For the nine months ended March 31, 1999, operating activities provided
cash of $26.5 million. Changes in operating assets and liabilities, net
of effects from acquisitions, utilized cash of $32.5 million as a
result of increases in accounts receivable due to revenue growth and
reduction in accrued liabilities due largely to payments associated
with client marketing programs that are administered by the Company's
Fund Services division. Investing activities used cash of $40.6 million
primarily for the acquisition of businesses of $20.3 million and
capital expenditures of $21.8 million offset by cash acquired in
acquisitions of $4.6 million. Financing activities used cash of $40.5
million primarily for the repurchase of common stock of $56.2 million
offset by net borrowings of $5.0 million and approximately $10.0
million of proceeds from the exercise of stock options.
In January 1999, the Company's Board of Directors authorized a new
stock buy-back program of up to $100 million of its outstanding common
stock. Purchases will occur from time-to-time in the open market to
offset the possible dilutive effect of shares to be issued under
employee benefit plans, for possible use in future acquisitions and for
general and other corporate purposes. This new program supersedes and
replaces the share repurchase program previously authorized by the
Board of Directors.

> [The tasks]:
A - Copy word for word the portion of the cash flow passage starting at "In January 1999, the" and ending at "Board of Directors.".
B - Write the next part of the cash flow passage, continuing after its final sentence.

> [Dataset content]:
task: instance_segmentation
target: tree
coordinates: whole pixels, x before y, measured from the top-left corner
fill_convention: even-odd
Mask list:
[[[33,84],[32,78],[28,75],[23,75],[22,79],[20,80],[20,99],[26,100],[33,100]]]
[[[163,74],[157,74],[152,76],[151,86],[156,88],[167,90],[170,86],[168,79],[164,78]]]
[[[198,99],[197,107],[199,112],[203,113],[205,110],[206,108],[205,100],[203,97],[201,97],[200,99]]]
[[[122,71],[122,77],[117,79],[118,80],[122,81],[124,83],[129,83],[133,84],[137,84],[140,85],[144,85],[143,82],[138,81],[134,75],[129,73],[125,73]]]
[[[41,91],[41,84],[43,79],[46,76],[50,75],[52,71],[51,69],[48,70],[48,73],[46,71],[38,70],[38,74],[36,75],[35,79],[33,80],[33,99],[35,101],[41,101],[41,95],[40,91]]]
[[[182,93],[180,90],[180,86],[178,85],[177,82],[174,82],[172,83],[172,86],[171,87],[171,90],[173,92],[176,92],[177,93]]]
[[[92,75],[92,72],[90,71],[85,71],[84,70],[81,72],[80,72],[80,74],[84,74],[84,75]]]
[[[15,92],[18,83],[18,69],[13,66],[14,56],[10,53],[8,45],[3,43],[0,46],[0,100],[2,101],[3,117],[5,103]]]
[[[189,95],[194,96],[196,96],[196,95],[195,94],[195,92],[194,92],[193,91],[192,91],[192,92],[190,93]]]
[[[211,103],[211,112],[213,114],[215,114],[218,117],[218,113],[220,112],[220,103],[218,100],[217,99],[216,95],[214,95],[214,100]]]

> [Answers for the exercise]:
A -
In January 1999, the Company's Board of Directors authorized a new
stock buy-back program of up to $100 million of its outstanding common
stock. Purchases will occur from time-to-time in the open market to
offset the possible dilutive effect of shares to be issued under
employee benefit plans, for possible use in future acquisitions and for
general and other corporate purposes. This new program supersedes and
replaces the share repurchase program previously authorized by the
Board of Directors.

B -
Under the Company's stock buy-back programs, the Company has purchased
approximately 1.4 million shares of its common stock during fiscal year
1999 for approximately $60.4 million in order to effect the
acquisitions of Greenway and EXAMCO and for issuance of stock in
connection with the exercise of stock options. Since January 1999, the
Company has purchased 166,500 shares of its common stock under the new
stock buy-back program for approximately $9.4 million.
9
<PAGE> 10
ACQUIRED IN-PROCESS RESEARCH AND DEVELOPMENT
In September 1998, the Company acquired Greenway Corporation (Greenway)
through the issuance of common stock valued at approximately $43.8
million. Of the total purchase price, $19.0 million was allocated to
acquired in-process research and development, which was charged to
operations at the time of acquisition.
The amount allocated to acquired in-process research and development
was based on an independent appraisal, employing a discounted cash flow
approach, and relates to the development of enhanced products for the
Company's check imaging software. At the acquisition date, the products
were estimated to be between 50% and 75% complete.
Significant assumptions used in the valuation of the acquired
in-process research and development were as follows:
Estimated costs to complete $2.1 million
Anticipated completion date January 2000
Projected annual revenues $30 million
Discount rate 20%
Discount period 9 years
Currently, the development efforts are proceeding ahead of schedule.
Technological feasibility was attained in the fiscal third quarter, and
it is anticipated that development efforts will be completed by the end
of the fiscal year.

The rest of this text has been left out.